> Task brief
Reproduce the records exactly.

> Stored rows
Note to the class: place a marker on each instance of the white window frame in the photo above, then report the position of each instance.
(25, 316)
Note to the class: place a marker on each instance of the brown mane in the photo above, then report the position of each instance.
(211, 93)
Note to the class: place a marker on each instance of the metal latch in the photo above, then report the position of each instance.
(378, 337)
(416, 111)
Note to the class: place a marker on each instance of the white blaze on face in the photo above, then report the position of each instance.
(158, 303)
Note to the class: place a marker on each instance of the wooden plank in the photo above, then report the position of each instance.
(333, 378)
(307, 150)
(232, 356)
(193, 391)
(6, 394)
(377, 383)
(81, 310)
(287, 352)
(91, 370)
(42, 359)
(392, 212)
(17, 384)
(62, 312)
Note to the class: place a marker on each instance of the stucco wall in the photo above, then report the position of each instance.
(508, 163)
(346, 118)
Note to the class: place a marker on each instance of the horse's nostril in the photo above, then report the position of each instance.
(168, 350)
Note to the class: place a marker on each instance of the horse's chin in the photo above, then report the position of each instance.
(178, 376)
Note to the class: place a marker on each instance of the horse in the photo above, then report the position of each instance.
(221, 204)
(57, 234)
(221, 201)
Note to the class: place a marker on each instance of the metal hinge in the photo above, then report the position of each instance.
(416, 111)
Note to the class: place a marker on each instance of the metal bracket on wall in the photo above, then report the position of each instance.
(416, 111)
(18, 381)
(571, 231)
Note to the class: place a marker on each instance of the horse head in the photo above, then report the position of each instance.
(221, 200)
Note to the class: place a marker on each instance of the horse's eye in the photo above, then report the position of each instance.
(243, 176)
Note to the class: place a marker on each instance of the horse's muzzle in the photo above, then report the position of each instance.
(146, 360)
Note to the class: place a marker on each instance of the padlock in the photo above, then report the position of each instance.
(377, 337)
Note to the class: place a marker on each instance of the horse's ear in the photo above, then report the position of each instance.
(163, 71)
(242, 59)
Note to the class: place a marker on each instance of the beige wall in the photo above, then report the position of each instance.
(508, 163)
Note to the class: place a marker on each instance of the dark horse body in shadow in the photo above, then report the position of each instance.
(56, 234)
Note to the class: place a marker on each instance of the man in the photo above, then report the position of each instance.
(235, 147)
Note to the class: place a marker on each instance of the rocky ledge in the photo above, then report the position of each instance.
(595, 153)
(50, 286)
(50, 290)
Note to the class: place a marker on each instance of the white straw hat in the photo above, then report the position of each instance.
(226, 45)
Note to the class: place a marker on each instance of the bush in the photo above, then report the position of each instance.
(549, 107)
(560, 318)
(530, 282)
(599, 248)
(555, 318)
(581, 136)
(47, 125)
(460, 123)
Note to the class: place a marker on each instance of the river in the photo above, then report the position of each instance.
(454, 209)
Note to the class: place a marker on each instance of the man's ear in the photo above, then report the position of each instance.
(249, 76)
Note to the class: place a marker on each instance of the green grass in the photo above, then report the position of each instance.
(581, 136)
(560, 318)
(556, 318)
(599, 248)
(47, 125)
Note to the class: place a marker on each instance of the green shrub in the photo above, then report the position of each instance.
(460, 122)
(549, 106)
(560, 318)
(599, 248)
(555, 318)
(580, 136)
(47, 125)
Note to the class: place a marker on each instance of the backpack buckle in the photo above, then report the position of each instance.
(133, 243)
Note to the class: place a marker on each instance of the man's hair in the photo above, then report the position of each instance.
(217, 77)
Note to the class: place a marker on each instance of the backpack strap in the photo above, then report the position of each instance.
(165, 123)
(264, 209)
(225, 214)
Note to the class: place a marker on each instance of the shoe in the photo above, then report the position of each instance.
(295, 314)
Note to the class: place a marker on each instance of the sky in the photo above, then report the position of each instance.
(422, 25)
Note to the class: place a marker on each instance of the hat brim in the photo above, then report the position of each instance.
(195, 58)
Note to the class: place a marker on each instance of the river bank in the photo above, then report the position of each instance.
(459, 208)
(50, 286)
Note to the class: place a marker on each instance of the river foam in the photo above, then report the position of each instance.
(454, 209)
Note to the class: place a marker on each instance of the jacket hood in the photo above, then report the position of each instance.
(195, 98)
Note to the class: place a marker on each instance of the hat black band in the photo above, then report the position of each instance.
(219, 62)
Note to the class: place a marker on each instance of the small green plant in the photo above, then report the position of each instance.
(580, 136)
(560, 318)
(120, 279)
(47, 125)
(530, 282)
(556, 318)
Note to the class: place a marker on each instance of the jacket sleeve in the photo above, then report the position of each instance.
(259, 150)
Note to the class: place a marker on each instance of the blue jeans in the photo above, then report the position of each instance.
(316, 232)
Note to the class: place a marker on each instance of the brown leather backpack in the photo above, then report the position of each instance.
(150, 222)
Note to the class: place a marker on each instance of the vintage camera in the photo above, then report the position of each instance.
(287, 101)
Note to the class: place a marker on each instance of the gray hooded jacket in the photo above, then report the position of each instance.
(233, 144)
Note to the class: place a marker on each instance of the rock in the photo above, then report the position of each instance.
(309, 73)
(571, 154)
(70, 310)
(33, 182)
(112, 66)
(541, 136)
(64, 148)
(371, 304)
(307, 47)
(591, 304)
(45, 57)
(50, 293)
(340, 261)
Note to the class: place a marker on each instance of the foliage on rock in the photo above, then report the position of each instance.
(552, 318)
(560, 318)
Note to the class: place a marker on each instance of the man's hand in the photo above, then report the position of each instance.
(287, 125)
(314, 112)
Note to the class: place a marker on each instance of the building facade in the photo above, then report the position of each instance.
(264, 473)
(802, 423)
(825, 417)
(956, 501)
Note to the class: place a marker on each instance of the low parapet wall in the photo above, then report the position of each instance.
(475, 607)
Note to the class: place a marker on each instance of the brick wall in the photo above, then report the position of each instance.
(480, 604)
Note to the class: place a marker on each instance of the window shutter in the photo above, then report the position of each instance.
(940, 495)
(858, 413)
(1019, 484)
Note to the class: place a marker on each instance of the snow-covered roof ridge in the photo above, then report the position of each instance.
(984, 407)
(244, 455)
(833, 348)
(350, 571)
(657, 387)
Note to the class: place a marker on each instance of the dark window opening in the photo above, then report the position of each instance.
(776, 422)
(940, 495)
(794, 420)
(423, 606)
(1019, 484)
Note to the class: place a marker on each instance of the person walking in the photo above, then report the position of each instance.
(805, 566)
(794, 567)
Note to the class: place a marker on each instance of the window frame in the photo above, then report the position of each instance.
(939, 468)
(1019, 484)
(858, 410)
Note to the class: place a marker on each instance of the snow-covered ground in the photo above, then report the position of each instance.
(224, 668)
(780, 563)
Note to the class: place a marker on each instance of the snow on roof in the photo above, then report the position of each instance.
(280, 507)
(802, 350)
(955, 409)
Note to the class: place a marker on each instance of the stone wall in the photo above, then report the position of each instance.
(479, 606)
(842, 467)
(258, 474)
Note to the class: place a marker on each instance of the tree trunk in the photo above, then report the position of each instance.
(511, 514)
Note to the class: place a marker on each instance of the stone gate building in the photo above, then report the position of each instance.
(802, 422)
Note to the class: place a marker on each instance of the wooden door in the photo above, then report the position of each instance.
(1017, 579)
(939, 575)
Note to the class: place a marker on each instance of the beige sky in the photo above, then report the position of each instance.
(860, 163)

> Result of this exercise
Note to the class: place a marker on each instance of the white window frame in the photo above, then report the position of each instance.
(25, 316)
Note to the class: place a marker on each instance of the brown mane in the photo above, then report the position of each instance.
(211, 93)
Note to the class: place a marker on each instance of the metal latch in the photo above, then report the position of each instance.
(378, 337)
(416, 111)
Note to the class: place a marker on each instance of the white blaze on face in the photo above, then report the position of each instance.
(158, 303)
Note to the class: place a marker on each instance of the wooden plank in the photo above, then report the position of each instance.
(333, 378)
(307, 150)
(232, 356)
(193, 391)
(6, 394)
(377, 383)
(81, 310)
(287, 352)
(91, 370)
(42, 359)
(392, 212)
(17, 384)
(62, 312)
Note to the class: place a marker on each instance of the stucco wall in the photo above, then report the position of each instance.
(508, 163)
(346, 118)
Note to the class: place a marker on each instance of the horse's nostril in the photo above, then report the position of each instance.
(168, 350)
Note to the class: place a marker on each instance of the horse's chin in the photo above, then report the position of each instance.
(178, 376)
Note to the class: place a marker on each instance of the horse in the photo above, then report the position of each instance.
(221, 204)
(57, 234)
(221, 201)
Note to the class: place a marker on each instance of the metal hinge in the photo above, then report the position of each instance.
(416, 111)
Note to the class: place a marker on each instance of the metal bracket on wall in the photo above, then report the position of each instance.
(416, 111)
(18, 381)
(571, 231)
Note to the class: place a marker on each instance of the horse head in the photo above, then report the position of each instance.
(221, 200)
Note to the class: place a marker on each instance of the horse's eye in the photo above, then report the position of each instance.
(243, 176)
Note to the class: place a marker on each instance of the horse's muzzle in the photo above, then report the position of each instance.
(146, 360)
Note to the class: place a marker on each instance of the padlock in the photo above, then report the position of each instance.
(377, 337)
Note to the class: place a marker on each instance of the horse's ear in the photo above, then report the position of each instance.
(163, 71)
(242, 59)
Note to the class: place a marker on each instance of the beige wall in the photo above, then report the position of each instance.
(508, 163)
Note to the class: place a marker on each instance of the dark horse body in shadow in the photo above, then report the position of each instance.
(56, 234)
Note to the class: place a marker on each instance of the man in the photo above, then report the position of each instance.
(235, 147)
Note to the class: place a marker on each instance of the rocky ledge in the photo above, then report the position of each instance.
(595, 153)
(50, 286)
(50, 290)
Note to the class: place a marker on each instance of the white straw hat in the photo above, then report the position of each instance.
(226, 45)
Note to the class: place a marker on each instance of the bush in the photo above, then report the position of each instance.
(549, 107)
(560, 318)
(530, 282)
(599, 248)
(555, 318)
(581, 136)
(47, 125)
(460, 123)
Note to the class: place a marker on each instance of the river in the photo above, then report the position of each instance.
(454, 209)
Note to the class: place a marker on each instance of the man's ear in the photo above, then report the position of each instance.
(249, 76)
Note to the class: place a marker on each instance of the green grass in the photo above, then report the position of each instance.
(581, 136)
(560, 318)
(556, 318)
(599, 248)
(47, 125)
Note to the class: place a marker on each instance of the green shrub in the photo above, then report the position of each instance.
(460, 122)
(549, 106)
(560, 318)
(599, 248)
(555, 318)
(580, 136)
(47, 125)
Note to the class: place a marker on each instance of the backpack buckle in the photo above, then report the position of each instance.
(133, 243)
Note to the class: place a marker on each instance of the man's hair in the photo above, then report the position of each instance.
(217, 77)
Note to the class: place a marker on each instance of the backpack strap in the photo above, then report the position of each instance.
(165, 123)
(264, 209)
(225, 214)
Note to the class: place a marker on each instance of the shoe in the photo above, then report the position of each instance.
(295, 314)
Note to the class: place a marker on each instance of the sky in the photo above, then report the position of each instance.
(422, 25)
Note to the class: place a marker on each instance of the hat brim in the photo above, then report the position of each instance.
(195, 58)
Note to the class: place a marker on each instance of the river bank in the photo above, then report the position of each instance.
(459, 208)
(50, 286)
Note to the class: place a marker on each instance of the river foam in the photo above, then report the position of each instance.
(454, 209)
Note to the class: place a marker on each instance of the jacket hood in the photo above, then report the position of each instance.
(195, 98)
Note to the class: place a marker on each instance of the hat black band in the photo above, then report the position of each instance.
(219, 62)
Note to the class: place a marker on each instance of the small green plant in the photo above, then report the position of each instance.
(580, 136)
(560, 318)
(120, 279)
(47, 125)
(530, 282)
(556, 318)
Note to the class: place a marker on each instance of the jacket sleeve in the photo above, then report the position of each instance.
(259, 150)
Note to the class: place a marker on each instance of the blue jeans in the photo above, then report the position of each instance.
(316, 232)
Note to the class: place a marker on each instance of the brown leather backpack in the photo above, then report the position of each instance.
(150, 222)
Note to the class: place a marker on each instance of the vintage camera in the photo above, then report the position of each instance.
(287, 101)
Note to the class: place a marker on each instance of the gray hooded jacket in the photo above, then report the position of each instance.
(233, 144)
Note to the class: place a marker on each instance of the rock in the photo above, then report the position of each instance.
(309, 73)
(571, 154)
(70, 310)
(33, 182)
(112, 66)
(541, 136)
(64, 148)
(371, 304)
(307, 47)
(591, 304)
(45, 57)
(50, 293)
(340, 261)
Note to the class: place a marker on each instance of the foliage on rock in the photo above, then report the position of each instance.
(552, 318)
(560, 318)
Note to the class: place a marker on each instance of the man's hand in the photo above, then report the position of each instance.
(287, 125)
(314, 112)
Note to the class: place a marker on each instance of the building facade in the photo above, then report the position of each instance.
(264, 473)
(802, 423)
(825, 417)
(956, 501)
Note to the class: place a marker on each instance of the low parapet wall in the photo above, then report the position of each instance.
(475, 607)
Note to the class: place a marker on each instance of the brick wall in the photo above, then report the position of each instance.
(480, 604)
Note to the class: place a marker on each instance of the window shutter in the photo above, then report the position of each instance.
(940, 495)
(858, 413)
(1019, 484)
Note to the class: place a marker on each instance of the snow-covered roof ridge in the photo above, then report the position of each instance.
(984, 407)
(244, 455)
(833, 348)
(350, 571)
(657, 387)
Note to the class: place a marker on each instance of the dark window opening in the photo above, then report the position of each instance.
(776, 422)
(940, 495)
(794, 420)
(423, 606)
(1019, 484)
Note to the class: place a marker on each instance of the person walking in the photo above, then report the position of each instance.
(805, 566)
(794, 567)
Note to the class: place a marker on each instance of the window frame in the photo above, then report the position of each instance.
(939, 468)
(1019, 484)
(858, 410)
Note to the class: place a marker on each instance of the snow-covered ground in the photo above, then report the position of each instance.
(224, 668)
(780, 563)
Note to the class: place a marker on each instance of the snow on roof in the photo above, then report the position of each instance.
(280, 507)
(802, 350)
(955, 409)
Note to the class: place a marker on each instance of the stone wall in the photo above, then report the position of each instance.
(479, 606)
(842, 467)
(258, 474)
Note to the class: place a marker on each instance of the tree trunk in the photo above, then report the position of each instance.
(511, 514)
Note to the class: place a marker on each instance of the stone gate building in the photo above, then report the position of each instance.
(802, 422)
Note to the class: place a marker on each instance of the wooden door in the photo above, then report the position of each instance.
(1017, 579)
(939, 575)
Note to the class: place a marker on each instance of the beige sky in the photo above, then report the position of each instance.
(860, 163)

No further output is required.